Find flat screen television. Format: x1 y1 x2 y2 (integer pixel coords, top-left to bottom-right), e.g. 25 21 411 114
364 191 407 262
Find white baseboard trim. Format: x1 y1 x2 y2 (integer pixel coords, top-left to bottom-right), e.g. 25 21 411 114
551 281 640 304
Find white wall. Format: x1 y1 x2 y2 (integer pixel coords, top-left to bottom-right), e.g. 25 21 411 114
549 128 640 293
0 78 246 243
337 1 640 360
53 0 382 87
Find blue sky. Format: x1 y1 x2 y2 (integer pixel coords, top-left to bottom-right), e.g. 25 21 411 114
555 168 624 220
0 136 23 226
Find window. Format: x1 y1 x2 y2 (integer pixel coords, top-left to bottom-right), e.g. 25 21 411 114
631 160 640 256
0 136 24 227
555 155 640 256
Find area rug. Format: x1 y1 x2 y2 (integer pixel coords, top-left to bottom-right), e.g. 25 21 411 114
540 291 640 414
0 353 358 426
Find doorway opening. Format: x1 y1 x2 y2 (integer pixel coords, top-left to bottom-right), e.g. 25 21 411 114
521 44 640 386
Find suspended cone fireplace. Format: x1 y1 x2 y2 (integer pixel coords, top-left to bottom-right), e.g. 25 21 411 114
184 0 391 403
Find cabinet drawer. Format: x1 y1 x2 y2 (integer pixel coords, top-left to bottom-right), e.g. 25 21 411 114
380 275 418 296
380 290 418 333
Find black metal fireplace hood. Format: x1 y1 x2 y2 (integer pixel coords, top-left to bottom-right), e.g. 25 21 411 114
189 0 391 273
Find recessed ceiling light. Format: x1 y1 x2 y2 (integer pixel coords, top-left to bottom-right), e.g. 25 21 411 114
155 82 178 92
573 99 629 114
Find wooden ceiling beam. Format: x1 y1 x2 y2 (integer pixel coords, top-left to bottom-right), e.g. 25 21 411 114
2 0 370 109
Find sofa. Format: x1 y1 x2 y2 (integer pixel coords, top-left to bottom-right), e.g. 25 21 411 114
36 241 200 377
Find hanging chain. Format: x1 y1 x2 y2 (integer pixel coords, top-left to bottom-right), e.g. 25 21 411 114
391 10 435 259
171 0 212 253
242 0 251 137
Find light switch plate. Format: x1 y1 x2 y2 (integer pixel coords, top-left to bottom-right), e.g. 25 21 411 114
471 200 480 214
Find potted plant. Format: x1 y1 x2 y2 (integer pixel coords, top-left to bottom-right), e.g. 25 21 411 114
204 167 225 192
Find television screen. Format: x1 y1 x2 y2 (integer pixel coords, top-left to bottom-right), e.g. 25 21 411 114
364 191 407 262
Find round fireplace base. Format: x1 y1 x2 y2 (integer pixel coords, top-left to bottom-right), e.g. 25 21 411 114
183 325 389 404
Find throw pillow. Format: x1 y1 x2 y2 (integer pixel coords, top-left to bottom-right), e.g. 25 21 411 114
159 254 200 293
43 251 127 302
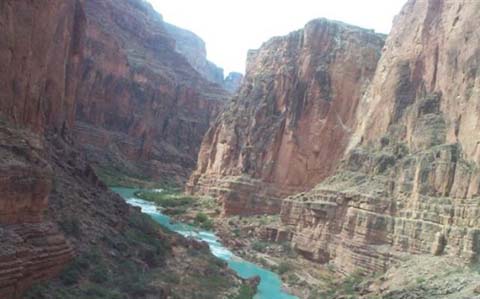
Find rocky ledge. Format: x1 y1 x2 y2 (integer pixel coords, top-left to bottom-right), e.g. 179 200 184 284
187 19 384 214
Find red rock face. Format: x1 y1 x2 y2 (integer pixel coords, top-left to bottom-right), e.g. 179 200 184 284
0 0 85 299
75 0 231 180
271 0 480 273
187 19 383 214
0 125 73 298
0 0 85 131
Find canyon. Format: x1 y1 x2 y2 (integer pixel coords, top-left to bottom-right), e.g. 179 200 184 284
0 0 480 299
187 19 384 215
186 0 480 298
0 0 245 299
274 1 480 273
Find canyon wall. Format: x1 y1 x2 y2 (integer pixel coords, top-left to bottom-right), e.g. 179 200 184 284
0 0 243 299
75 0 228 181
223 72 243 93
0 0 85 299
187 19 384 215
268 0 480 273
164 23 224 85
164 23 243 93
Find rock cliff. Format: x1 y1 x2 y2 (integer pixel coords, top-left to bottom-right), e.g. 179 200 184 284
75 0 228 181
0 0 85 299
187 19 384 214
0 0 246 299
271 0 480 273
164 23 224 86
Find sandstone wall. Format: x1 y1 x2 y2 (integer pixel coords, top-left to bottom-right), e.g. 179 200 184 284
75 0 231 180
0 0 85 131
187 19 384 214
271 0 480 273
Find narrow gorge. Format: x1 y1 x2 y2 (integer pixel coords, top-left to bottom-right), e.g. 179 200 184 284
0 0 480 299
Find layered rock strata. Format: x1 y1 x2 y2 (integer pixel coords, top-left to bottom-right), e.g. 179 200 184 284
223 72 243 93
269 0 480 273
187 19 384 214
0 0 85 299
164 23 224 86
75 0 228 181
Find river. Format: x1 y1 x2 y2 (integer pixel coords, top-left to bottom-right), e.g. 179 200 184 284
112 188 298 299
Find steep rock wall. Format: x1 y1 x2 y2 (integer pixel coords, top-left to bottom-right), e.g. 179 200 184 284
75 0 227 180
164 23 224 85
0 0 85 132
187 19 384 214
270 0 480 273
0 0 85 299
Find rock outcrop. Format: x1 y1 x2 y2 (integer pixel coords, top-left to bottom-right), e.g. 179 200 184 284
223 72 243 93
75 0 228 181
0 0 243 299
0 0 85 132
187 19 384 214
164 23 224 86
271 0 480 273
0 0 85 299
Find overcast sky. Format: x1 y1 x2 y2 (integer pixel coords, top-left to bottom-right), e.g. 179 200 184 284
149 0 406 75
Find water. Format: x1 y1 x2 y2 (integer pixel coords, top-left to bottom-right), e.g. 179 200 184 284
113 188 298 299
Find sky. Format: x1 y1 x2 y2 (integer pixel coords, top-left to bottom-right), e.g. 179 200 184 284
149 0 406 74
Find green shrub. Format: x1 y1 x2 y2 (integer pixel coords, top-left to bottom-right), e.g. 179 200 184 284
252 241 268 252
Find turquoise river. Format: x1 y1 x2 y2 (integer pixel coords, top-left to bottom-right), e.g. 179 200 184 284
113 188 298 299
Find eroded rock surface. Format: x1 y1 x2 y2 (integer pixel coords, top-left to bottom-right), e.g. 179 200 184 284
0 0 85 299
187 19 384 214
273 0 480 273
75 0 228 181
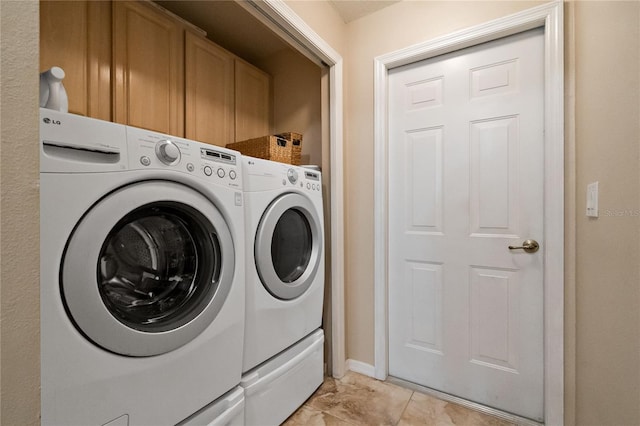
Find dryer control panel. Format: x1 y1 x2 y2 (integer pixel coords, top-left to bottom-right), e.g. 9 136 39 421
127 126 242 189
242 156 322 197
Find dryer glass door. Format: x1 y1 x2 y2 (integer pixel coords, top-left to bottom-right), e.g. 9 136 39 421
271 208 313 283
254 193 323 300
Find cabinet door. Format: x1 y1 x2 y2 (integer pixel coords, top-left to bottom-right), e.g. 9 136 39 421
235 60 271 141
185 32 234 146
113 1 184 136
40 1 111 120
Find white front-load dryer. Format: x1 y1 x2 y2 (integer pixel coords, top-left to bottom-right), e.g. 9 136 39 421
40 109 245 425
241 156 324 425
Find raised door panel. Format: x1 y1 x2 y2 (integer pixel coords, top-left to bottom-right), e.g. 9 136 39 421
235 60 271 141
185 32 234 146
113 1 184 136
40 0 111 120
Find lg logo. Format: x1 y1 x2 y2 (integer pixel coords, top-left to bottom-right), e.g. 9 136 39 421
42 117 62 126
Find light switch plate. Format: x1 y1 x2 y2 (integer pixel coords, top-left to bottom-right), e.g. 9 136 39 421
587 182 598 217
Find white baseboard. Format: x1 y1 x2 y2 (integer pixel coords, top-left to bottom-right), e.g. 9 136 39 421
347 359 376 378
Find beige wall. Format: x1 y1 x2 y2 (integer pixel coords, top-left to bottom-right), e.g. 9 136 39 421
574 1 640 425
0 0 40 425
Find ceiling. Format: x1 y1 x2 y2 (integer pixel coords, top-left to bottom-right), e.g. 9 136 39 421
154 0 401 64
329 0 401 23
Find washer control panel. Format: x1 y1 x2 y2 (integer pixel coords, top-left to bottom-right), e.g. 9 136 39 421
127 126 242 189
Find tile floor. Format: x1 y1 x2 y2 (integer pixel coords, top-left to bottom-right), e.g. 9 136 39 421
283 371 514 426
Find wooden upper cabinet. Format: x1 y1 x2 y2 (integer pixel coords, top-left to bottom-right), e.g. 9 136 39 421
40 0 111 120
235 59 271 141
113 1 184 136
185 32 234 146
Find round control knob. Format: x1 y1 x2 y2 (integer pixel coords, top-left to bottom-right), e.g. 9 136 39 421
156 139 180 166
140 155 151 166
287 169 298 185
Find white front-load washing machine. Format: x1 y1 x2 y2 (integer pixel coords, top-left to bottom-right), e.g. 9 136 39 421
40 109 245 425
241 156 324 425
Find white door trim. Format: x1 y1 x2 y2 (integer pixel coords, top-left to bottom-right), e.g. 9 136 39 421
374 1 564 425
238 0 346 378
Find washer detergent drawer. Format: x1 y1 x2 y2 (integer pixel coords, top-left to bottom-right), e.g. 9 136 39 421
240 329 324 426
176 386 245 426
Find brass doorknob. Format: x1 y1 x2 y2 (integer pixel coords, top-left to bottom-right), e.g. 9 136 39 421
509 240 540 253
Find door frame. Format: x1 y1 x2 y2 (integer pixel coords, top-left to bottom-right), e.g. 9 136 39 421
374 0 564 424
236 0 346 378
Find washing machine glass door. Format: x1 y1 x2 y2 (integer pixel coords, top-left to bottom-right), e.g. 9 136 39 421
62 181 235 356
254 193 322 300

************

◆ **Requirement**:
Rescale the items from the first one up to and including the line with "555 155 640 256". Repeat each request unchanged, and multiply every box coordinate in the answers by 1.2, rounding to whole numbers with halves rounded up.

◆ **Output for this exercise**:
Find flat screen television. Format: x1 y1 x2 y2 (integer pixel coords, top-left to bottom-right), e.g. 25 21 411 114
437 229 488 314
Find white baseboard trim. Format: x1 y1 x2 y2 (integer pixel coords, top-left to bottom-right), e.g. 25 21 411 114
661 337 768 365
Find white wall. Format: x1 y1 x2 y2 (integer pixel coords, top-left to bottom-right), e.g. 25 21 411 114
659 154 768 352
0 94 295 292
404 1 768 432
64 0 458 104
Find blue sky. Format: x1 y1 x2 y2 (integer pixel coords, top-left to bottom-right), e.g. 25 21 411 114
666 202 749 264
0 163 28 271
Find window. Format: x1 y1 x2 y2 (integer pixel coords, top-left to bottom-right), e.g. 25 21 411 114
757 192 768 307
0 163 29 272
666 186 768 307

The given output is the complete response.